Items listed in a dataset

┄┄┄┄┄┄

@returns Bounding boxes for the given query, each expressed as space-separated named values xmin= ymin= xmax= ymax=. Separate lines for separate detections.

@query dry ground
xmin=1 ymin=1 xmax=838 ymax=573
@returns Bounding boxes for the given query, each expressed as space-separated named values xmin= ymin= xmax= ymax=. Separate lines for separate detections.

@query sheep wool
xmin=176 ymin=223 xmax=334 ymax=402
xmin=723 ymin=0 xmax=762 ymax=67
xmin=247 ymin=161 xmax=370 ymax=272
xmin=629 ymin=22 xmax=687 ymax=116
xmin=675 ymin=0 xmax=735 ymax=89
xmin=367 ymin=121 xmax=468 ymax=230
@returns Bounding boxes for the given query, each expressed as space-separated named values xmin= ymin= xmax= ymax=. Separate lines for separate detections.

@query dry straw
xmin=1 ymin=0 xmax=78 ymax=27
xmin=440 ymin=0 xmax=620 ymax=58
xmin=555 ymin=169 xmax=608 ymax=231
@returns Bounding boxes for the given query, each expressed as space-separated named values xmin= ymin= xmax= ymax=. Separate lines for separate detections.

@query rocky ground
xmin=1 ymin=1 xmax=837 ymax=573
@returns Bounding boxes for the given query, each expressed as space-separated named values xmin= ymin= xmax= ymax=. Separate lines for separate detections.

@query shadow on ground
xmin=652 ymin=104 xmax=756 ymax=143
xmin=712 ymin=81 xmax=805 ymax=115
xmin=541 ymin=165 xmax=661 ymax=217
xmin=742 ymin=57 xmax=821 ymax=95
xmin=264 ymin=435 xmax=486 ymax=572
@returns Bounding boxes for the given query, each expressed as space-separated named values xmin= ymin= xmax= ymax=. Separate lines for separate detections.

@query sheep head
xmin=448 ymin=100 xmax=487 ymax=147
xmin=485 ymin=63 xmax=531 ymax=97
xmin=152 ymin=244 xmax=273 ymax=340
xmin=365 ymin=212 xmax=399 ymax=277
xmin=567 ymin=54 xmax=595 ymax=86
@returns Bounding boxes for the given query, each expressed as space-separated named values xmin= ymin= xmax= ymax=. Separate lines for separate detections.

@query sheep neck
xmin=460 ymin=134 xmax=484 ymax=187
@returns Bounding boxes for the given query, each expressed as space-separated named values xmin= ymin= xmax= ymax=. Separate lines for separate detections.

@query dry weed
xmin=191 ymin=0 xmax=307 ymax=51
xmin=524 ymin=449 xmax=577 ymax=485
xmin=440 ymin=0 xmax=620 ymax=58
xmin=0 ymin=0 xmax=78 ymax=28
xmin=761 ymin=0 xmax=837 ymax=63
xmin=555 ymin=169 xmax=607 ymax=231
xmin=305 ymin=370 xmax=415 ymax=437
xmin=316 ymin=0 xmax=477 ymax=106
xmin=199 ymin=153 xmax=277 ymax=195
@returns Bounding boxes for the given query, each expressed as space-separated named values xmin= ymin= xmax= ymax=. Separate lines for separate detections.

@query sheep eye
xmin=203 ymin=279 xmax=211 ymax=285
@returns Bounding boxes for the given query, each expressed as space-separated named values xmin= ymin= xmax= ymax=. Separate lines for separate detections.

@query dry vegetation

┄┄┄┄┄┄

PROBLEM TO WORK ON: Copy down every record, keeping each one exact.

FINAL ANSWER:
@returns Bounding boxes for the given query, each expressed as space-separated named values xmin= ymin= xmax= ymax=. Separate lines for separate detections.

@query dry ground
xmin=1 ymin=1 xmax=838 ymax=573
@returns Bounding boxes for the given query, each expressed as space-separated named values xmin= ymin= xmax= ymax=. Separate lines for separate detections.

@query sheep wool
xmin=176 ymin=223 xmax=334 ymax=402
xmin=723 ymin=0 xmax=762 ymax=67
xmin=247 ymin=161 xmax=370 ymax=272
xmin=629 ymin=22 xmax=687 ymax=116
xmin=675 ymin=0 xmax=735 ymax=89
xmin=367 ymin=121 xmax=468 ymax=230
@returns Bounding boxes for the given query, each expressed as space-separated named values xmin= ymin= xmax= ymax=. Separate lines for separate detections.

@query dry straw
xmin=1 ymin=0 xmax=78 ymax=27
xmin=440 ymin=0 xmax=620 ymax=58
xmin=555 ymin=169 xmax=608 ymax=231
@returns Bounding boxes for the given query, each expressed as space-separated named values xmin= ymin= xmax= ymax=. Separate lines for separate detections.

@query rocky ground
xmin=1 ymin=1 xmax=837 ymax=573
@returns Bounding boxes for the given query, each expressed as space-separated named values xmin= ymin= xmax= ymax=. Separate lines for separate detections.

@query shadow on ground
xmin=652 ymin=104 xmax=756 ymax=143
xmin=712 ymin=81 xmax=805 ymax=115
xmin=541 ymin=165 xmax=661 ymax=217
xmin=742 ymin=57 xmax=821 ymax=95
xmin=264 ymin=435 xmax=486 ymax=572
@returns Bounding boxes for the given query, each expressed as space-separated named values xmin= ymin= xmax= ymax=. Separate lines for separate detections.

@query sheep head
xmin=448 ymin=100 xmax=487 ymax=147
xmin=485 ymin=63 xmax=531 ymax=97
xmin=152 ymin=244 xmax=273 ymax=340
xmin=365 ymin=212 xmax=399 ymax=277
xmin=567 ymin=54 xmax=595 ymax=86
@returns Bounding boxes for the given query, each expressed as space-separated named values xmin= ymin= xmax= ymax=. Separate lines for separate detections.

@query sheep neck
xmin=460 ymin=134 xmax=484 ymax=187
@returns Bounding boxes for the given query, each expressed as space-separated named values xmin= ymin= xmax= ymax=. Separate lines for separate detections.

@query dry weed
xmin=191 ymin=0 xmax=307 ymax=51
xmin=524 ymin=449 xmax=577 ymax=485
xmin=440 ymin=0 xmax=620 ymax=58
xmin=0 ymin=0 xmax=78 ymax=28
xmin=761 ymin=0 xmax=837 ymax=63
xmin=555 ymin=169 xmax=607 ymax=231
xmin=305 ymin=370 xmax=415 ymax=437
xmin=316 ymin=0 xmax=477 ymax=106
xmin=199 ymin=153 xmax=277 ymax=195
@returns Bounding boxes for the given query, each expressed as space-separated named values xmin= ymin= xmax= ymax=. Separate lines for separate detections.

@query sheep eye
xmin=203 ymin=279 xmax=211 ymax=285
@returns Bounding boxes for the given query, each expressed as space-separated named values xmin= ymin= xmax= ymax=. Separate lines for separate detections.

@query dry vegetation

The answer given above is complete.